§ **What needs to be done**
Pull out every line in the items below that contains the word "right", and copy each one in full.

:::

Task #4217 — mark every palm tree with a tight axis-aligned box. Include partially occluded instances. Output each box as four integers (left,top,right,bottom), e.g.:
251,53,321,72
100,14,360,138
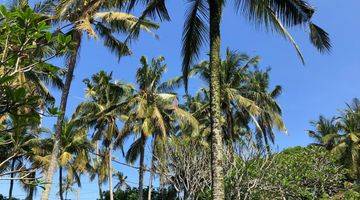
123,56,197,200
59,120,92,199
0,115,42,199
74,71,133,200
42,0,158,200
182,0,331,200
190,49,286,157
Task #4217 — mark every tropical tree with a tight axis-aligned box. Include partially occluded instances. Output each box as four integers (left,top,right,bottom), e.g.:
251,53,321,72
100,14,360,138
59,120,92,199
182,0,331,197
0,112,43,199
74,71,133,199
123,56,197,199
42,0,158,200
309,98,360,181
332,99,360,181
190,49,286,155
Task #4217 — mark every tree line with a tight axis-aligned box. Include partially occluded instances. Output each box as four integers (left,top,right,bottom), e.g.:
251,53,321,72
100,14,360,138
4,0,359,200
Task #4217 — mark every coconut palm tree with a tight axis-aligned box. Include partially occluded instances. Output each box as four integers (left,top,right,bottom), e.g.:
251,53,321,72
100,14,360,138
190,49,286,155
59,120,92,199
182,0,331,200
74,71,133,199
42,0,158,200
123,56,197,200
0,114,42,199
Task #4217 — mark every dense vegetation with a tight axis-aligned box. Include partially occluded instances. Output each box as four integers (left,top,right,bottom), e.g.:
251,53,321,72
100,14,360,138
0,0,360,200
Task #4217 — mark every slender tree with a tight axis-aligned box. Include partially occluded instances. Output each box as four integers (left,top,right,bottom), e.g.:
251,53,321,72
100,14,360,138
123,57,197,199
182,0,330,200
41,0,158,200
75,71,133,200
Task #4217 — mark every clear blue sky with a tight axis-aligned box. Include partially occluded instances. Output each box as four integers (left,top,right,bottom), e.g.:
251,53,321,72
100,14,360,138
0,0,360,199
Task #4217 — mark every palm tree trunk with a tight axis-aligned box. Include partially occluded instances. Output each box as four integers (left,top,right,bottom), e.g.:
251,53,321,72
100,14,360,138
108,143,114,200
98,175,103,200
59,166,64,200
96,141,103,200
25,172,36,200
148,136,156,200
41,31,81,200
139,133,145,200
9,158,16,200
226,106,234,163
263,132,271,156
208,0,225,200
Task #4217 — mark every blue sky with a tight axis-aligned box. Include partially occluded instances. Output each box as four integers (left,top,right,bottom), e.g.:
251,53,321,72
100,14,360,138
0,0,360,199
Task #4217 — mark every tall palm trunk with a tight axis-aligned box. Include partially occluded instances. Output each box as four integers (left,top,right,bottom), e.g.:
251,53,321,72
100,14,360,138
208,0,225,200
226,106,235,163
41,31,81,200
25,172,36,200
9,158,16,200
98,175,103,200
108,143,114,200
148,136,156,200
139,133,145,200
59,166,64,200
96,141,103,200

:::

§ **Solution for this task**
Task #4217 — mark every palm tree with a tight axis-aligned box. Include partially occluded instances. Output each box as four integers (left,top,right,bottom), e.g.:
Task #4217 — mark every tropical tree with a tight axis-aligned box. Include partially occluded instances. Output each box as four integers (left,top,right,bottom), e.g.:
Task #4217 — mark every tree line with a tight axis-aligned box. Include partially occluded instances. Output each box as four integers (left,top,right,bottom), e.g.:
Task #4217 — mark every coconut palm tree with a tight axis-aligned box. Include partially occluded instances. Output each box as four integers (left,top,right,bottom), e.g.:
Task #4217 — mark every dense vegetation with a tight axis-aligned box. Include partially occluded instances. Output each box as four integers (left,top,right,bottom), e.g.:
Task #4217 — mark every slender tree with a tight axis-aligned box. Include partially occluded instances. Output each box as four integers (left,top,right,bottom), e.g.:
Task #4217 — mark every clear blue sky with a tight axis-aligned box. Include partially occluded instances. Output each box as four integers (left,top,right,bottom), e.g.:
Task #4217 — mark every palm tree trunk with a tight axis-aligned box. Include partially occluded instances. Output each box as four integers (left,top,right,bottom), e.g.:
Task #4217 — mark every blue sky with a tight axis-aligned box. Include partially occluded instances. Output each box as four integers (left,top,right,bottom), e.g.:
Task #4217 — mark every tall palm trunk with a tight axis-aligned box. Include partially occluded instances. Output each box as four integers (left,top,right,bottom), e.g.:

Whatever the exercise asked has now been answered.